=== Required task ===
Reproduce all of the records below line for line, without changing anything.

=== Exercise materials ===
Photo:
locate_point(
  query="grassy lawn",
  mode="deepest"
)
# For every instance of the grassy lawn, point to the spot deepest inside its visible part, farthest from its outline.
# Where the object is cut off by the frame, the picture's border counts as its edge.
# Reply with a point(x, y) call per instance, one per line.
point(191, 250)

=== Complete answer ===
Photo:
locate_point(
  query="grassy lawn",
  mode="deepest"
)
# For every instance of the grassy lawn, point to the spot deepest inside its visible part, farthest from its outline.
# Where the object is cut off by the frame, the picture's border counts as its edge.
# Reply with a point(x, y) call per instance, one per line.
point(191, 250)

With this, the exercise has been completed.